*ТЕКСТ СТРАНИЦЫ*
2. Поставьте сковородку на небольшой огонь, налейте масла, положите сахар. Дождитесь, когда сахар растает. После этого увеличьте огонь. Дождитесь, когда растаявший сахар приобретет насыщенный коричневый карамельный цвет. Добавьте свинину, плесните шаосинского вина.
3. Долейте воду так, чтобы она покрывала свинину, затем имбирь, анис звездчатый, чили и кору корицы. Доведите до кипения, потом уменьшите огонь и тушите минимум сорок пять минут. К концу этого промежутка увеличьте огонь, чтобы подливки осталось поменьше, приправьте соевым соусом, солью и небольшим количеством сахара по вкусу. Перед тем как подавать на стол, украсьте блюдо зеленым луком.
Глава 11
«Шанель» и куриные лапки
После того как я наконец уехала из Хунани, чтобы затем отправиться домой, в Англию, я остановилась на несколько дней у друзей-англичан в Гонконге. Там меня не покидало чувство потерянности. Не знаю, как толком это объяснить, но я забыла, как ведут себя нормальные англичане. Мой приятель Роб, с которым мы знакомы с детства, и жена Лесли помогли мне избавиться от привычек, ставших для меня нормой за время моего пребывания на Востоке.

*ПРЕДОСТАВЛЕННЫЕ ЗАПИСИ*
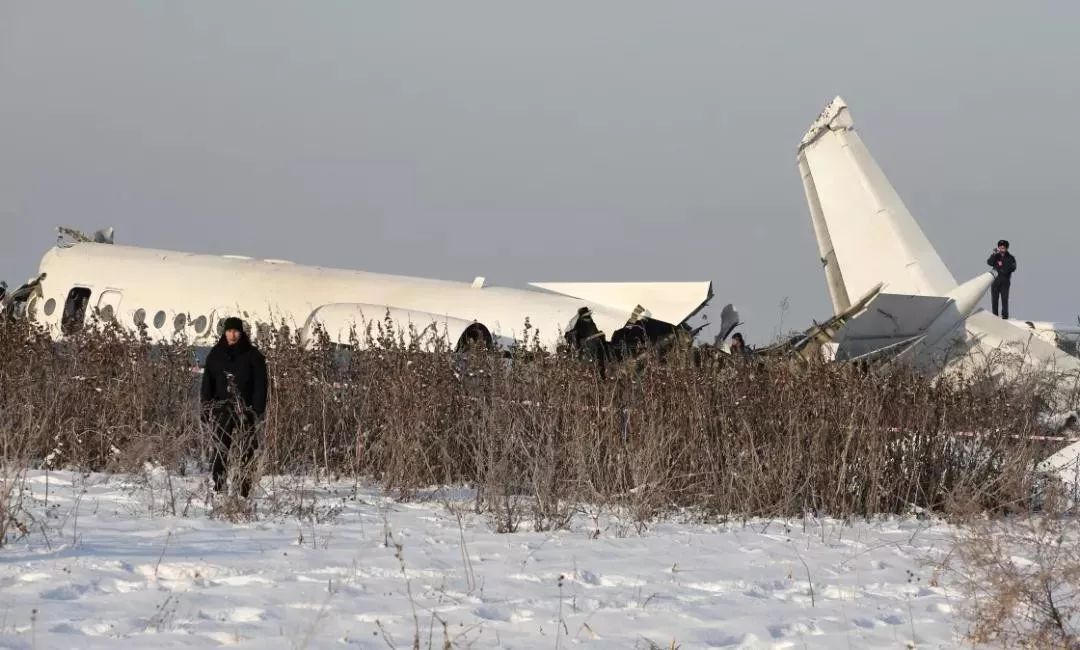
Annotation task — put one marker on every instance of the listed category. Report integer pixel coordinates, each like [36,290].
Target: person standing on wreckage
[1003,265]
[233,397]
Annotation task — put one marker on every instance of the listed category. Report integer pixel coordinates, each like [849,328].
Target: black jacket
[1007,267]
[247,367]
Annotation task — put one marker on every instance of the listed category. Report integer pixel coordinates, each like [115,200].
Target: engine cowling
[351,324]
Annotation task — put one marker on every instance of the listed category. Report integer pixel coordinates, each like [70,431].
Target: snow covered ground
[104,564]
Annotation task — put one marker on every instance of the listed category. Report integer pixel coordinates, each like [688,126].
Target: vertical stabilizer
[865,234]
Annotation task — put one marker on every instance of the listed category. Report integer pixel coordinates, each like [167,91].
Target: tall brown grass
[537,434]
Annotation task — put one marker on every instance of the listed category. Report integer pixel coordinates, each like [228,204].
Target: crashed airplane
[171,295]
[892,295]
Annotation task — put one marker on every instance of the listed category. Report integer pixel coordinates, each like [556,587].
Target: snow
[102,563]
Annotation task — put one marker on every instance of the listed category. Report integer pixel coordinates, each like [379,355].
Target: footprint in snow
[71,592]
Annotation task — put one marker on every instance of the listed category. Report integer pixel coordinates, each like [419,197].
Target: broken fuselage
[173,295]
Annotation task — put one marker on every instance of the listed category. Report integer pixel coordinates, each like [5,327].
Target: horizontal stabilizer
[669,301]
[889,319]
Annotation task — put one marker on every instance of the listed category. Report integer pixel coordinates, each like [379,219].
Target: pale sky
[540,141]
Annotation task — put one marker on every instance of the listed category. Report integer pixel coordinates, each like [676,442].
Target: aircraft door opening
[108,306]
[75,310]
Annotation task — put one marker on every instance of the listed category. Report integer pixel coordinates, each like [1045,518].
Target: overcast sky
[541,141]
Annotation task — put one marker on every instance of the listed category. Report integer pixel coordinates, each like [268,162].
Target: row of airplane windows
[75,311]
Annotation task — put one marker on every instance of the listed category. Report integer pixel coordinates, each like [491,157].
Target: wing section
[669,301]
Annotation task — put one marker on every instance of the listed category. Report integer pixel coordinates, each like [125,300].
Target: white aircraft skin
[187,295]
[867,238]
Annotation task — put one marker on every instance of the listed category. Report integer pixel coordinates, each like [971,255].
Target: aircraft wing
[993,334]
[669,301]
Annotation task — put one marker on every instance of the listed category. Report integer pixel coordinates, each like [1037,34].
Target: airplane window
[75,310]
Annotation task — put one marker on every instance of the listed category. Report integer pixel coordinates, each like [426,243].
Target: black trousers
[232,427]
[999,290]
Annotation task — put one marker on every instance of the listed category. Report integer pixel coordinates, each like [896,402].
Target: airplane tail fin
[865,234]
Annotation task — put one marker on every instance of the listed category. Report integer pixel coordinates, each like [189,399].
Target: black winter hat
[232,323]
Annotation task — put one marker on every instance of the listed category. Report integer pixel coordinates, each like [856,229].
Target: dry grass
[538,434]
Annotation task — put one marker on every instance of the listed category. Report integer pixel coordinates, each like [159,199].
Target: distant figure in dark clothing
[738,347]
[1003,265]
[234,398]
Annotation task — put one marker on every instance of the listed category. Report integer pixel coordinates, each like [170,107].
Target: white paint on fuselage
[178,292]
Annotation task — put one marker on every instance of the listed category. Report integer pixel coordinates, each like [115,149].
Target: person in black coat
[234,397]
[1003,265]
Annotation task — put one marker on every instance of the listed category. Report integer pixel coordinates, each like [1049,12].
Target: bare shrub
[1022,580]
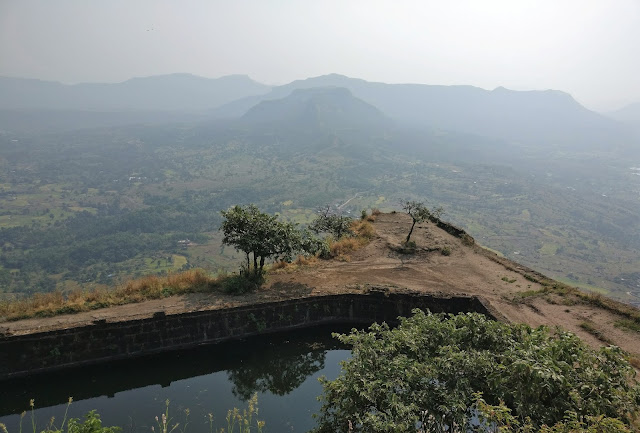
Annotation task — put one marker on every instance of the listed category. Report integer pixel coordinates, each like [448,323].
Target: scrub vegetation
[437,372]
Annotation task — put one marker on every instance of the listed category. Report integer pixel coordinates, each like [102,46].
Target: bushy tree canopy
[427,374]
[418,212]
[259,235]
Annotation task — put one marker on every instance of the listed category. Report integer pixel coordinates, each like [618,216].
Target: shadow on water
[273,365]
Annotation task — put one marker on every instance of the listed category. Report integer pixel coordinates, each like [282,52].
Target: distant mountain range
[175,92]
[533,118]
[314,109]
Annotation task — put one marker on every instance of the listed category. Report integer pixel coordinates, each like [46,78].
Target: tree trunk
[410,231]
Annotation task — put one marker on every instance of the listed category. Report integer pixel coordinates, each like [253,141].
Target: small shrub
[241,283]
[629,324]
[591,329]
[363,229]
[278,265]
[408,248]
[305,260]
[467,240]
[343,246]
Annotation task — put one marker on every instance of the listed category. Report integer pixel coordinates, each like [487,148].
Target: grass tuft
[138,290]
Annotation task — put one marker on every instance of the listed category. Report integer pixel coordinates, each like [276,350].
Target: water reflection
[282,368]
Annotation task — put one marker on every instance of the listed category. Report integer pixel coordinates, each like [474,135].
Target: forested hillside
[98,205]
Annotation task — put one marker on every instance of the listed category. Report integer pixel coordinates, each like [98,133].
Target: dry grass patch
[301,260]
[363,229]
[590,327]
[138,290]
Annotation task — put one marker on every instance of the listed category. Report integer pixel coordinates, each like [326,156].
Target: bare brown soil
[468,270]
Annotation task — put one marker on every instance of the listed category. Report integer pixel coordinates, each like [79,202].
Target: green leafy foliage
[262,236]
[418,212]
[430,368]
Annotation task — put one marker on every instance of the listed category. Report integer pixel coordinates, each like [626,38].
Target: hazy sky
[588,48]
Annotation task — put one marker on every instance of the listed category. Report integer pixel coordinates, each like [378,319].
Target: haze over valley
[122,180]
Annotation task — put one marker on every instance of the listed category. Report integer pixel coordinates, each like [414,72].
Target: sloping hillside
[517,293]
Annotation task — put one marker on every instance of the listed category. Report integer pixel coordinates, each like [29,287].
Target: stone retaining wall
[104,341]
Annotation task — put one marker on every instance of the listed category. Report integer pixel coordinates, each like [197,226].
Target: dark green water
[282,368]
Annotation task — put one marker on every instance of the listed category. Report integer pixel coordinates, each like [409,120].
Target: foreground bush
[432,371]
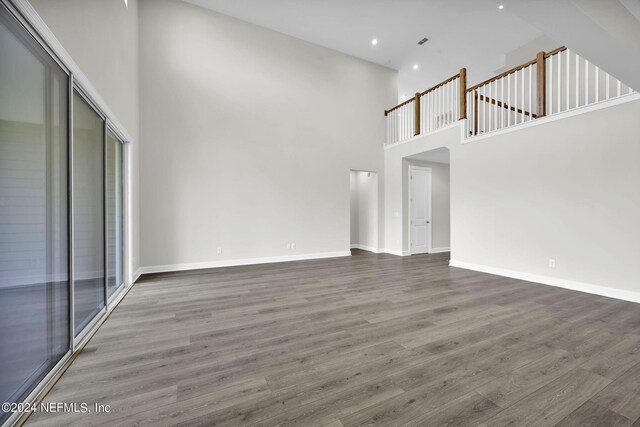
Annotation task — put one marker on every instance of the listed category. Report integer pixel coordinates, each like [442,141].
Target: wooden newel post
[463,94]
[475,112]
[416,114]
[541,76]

*ЗАДАНИЯ К УПРАЖНЕНИЮ*
1) Объясните по тексту страницы, зачем к концу тушения свинины увеличивают огонь.
2) Определите, согласуются ли с текстом страницы следующие утверждения: (a) свинину тушат не меньше сорока пяти минут; (b) перед подачей блюдо украшают кинзой; (c) в Гонконге пробыли несколько недель. На каждое ответьте «да» или «нет» и приведите решающие слова текста в точной цитате.
3) Перепишите дословно фрагмент текста страницы: начните со слов «3. Долейте воду» и остановитесь после слов «пребывания на Востоке.».
Для выполнения опирайтесь только на текст страницы.

*ОТВЕТЫ ПО ПУНКТАМ*
1) Огонь увеличивают, чтобы подливки осталось поменьше.

2)
(a) Да: «тушите минимум сорок пять минут».
(b) Нет: «украсьте блюдо зеленым луком».
(c) Нет: «я остановилась на несколько дней у друзей-англичан в Гонконге».

3)
3. Долейте воду так, чтобы она покрывала свинину, затем имбирь, анис звездчатый, чили и кору корицы. Доведите до кипения, потом уменьшите огонь и тушите минимум сорок пять минут. К концу этого промежутка увеличьте огонь, чтобы подливки осталось поменьше, приправьте соевым соусом, солью и небольшим количеством сахара по вкусу. Перед тем как подавать на стол, украсьте блюдо зеленым луком.
Глава 11
«Шанель» и куриные лапки
После того как я наконец уехала из Хунани, чтобы затем отправиться домой, в Англию, я остановилась на несколько дней у друзей-англичан в Гонконге. Там меня не покидало чувство потерянности. Не знаю, как толком это объяснить, но я забыла, как ведут себя нормальные англичане. Мой приятель Роб, с которым мы знакомы с детства, и жена Лесли помогли мне избавиться от привычек, ставших для меня нормой за время моего пребывания на Востоке.